Saved data entries:
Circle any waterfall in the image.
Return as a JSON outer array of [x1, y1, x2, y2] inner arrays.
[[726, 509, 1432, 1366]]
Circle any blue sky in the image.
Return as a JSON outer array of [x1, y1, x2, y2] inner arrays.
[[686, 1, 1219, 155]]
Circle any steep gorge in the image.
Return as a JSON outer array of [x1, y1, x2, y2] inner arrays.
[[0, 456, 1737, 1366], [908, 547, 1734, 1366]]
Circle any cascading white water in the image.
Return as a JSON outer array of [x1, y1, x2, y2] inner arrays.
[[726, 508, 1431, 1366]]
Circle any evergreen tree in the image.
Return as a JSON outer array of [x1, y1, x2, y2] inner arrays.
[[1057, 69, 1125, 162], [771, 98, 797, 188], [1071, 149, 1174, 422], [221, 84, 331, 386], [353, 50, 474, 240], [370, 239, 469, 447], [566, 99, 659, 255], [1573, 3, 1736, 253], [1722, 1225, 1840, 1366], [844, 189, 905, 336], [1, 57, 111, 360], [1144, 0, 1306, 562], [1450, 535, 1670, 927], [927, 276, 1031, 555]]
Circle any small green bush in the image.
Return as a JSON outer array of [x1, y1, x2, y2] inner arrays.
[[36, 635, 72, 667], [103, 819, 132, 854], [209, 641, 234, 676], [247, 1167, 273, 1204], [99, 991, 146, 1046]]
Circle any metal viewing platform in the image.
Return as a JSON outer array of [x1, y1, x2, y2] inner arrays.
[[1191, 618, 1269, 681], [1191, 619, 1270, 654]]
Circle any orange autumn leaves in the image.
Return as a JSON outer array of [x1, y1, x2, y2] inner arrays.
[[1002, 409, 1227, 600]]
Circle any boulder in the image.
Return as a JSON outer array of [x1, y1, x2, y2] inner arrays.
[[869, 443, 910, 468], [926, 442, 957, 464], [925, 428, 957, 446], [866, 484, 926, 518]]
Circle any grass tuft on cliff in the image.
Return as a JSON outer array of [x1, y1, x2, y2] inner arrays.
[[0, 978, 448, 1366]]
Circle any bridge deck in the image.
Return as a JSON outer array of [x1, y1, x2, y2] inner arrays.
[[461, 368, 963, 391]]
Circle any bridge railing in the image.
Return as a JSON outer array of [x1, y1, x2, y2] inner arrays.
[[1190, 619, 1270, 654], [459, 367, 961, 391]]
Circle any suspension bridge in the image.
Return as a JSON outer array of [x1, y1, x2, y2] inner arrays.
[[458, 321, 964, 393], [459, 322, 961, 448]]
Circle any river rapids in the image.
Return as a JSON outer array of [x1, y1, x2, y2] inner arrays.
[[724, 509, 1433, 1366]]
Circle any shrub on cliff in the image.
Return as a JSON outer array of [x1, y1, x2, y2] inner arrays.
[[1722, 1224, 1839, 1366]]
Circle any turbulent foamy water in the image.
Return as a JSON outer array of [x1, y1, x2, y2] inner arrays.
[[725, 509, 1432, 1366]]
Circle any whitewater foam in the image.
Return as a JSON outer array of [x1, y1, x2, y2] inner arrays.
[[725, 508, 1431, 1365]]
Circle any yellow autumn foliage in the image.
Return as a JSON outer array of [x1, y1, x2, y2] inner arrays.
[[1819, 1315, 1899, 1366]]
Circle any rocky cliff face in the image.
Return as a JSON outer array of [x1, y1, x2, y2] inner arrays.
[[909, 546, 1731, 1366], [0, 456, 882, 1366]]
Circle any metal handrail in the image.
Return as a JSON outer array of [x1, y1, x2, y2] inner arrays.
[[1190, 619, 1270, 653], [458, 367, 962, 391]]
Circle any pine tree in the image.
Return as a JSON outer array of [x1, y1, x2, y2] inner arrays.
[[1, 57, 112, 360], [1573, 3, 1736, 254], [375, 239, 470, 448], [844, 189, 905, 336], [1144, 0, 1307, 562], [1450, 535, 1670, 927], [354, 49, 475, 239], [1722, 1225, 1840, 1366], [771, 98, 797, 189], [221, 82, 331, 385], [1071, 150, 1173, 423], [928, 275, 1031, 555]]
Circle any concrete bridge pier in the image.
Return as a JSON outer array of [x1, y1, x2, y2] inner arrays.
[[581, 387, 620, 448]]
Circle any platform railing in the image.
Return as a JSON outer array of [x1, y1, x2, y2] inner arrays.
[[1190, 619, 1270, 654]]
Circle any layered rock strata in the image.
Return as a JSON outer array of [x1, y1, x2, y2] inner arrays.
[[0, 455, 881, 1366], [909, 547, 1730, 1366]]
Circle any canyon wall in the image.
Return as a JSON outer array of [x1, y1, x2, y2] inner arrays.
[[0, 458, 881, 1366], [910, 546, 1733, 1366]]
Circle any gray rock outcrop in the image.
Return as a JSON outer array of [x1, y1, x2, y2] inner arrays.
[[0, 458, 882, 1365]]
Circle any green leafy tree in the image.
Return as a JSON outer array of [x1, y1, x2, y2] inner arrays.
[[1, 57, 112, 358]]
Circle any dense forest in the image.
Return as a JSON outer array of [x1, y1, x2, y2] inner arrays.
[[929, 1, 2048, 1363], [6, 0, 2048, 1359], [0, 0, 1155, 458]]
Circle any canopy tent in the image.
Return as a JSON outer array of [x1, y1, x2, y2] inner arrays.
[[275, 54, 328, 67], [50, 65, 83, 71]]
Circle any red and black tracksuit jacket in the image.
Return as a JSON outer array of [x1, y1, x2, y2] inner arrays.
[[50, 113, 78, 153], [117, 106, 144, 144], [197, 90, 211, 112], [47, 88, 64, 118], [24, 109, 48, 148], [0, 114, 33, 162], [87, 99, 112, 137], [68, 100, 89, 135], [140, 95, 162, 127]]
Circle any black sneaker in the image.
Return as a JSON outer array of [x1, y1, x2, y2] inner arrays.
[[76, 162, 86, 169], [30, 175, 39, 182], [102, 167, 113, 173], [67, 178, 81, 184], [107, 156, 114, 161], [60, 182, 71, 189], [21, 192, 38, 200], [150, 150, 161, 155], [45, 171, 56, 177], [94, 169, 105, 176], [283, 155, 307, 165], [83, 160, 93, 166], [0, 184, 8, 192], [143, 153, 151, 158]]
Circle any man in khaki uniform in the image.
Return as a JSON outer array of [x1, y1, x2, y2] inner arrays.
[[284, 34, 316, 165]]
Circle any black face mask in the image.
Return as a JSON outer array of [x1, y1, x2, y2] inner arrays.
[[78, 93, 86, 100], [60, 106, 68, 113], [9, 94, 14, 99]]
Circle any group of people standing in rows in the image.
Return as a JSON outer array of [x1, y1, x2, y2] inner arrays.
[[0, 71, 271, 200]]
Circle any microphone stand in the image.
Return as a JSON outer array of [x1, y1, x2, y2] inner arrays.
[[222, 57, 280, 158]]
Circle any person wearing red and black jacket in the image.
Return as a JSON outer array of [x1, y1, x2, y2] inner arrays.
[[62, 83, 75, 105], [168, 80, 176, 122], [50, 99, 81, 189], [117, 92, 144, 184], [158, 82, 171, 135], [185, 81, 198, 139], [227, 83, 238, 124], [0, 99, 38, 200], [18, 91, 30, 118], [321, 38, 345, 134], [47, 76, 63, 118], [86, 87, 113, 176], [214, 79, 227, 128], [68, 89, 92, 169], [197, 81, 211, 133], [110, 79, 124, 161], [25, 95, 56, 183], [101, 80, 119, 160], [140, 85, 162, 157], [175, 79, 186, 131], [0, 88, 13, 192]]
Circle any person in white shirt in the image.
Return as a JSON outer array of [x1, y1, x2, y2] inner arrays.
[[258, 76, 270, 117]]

## Work item
Identify the lines above that contain the word "face", then copy them.

## Result for this task
Circle any rocky cliff face in the image.
Circle any black face mask in the image.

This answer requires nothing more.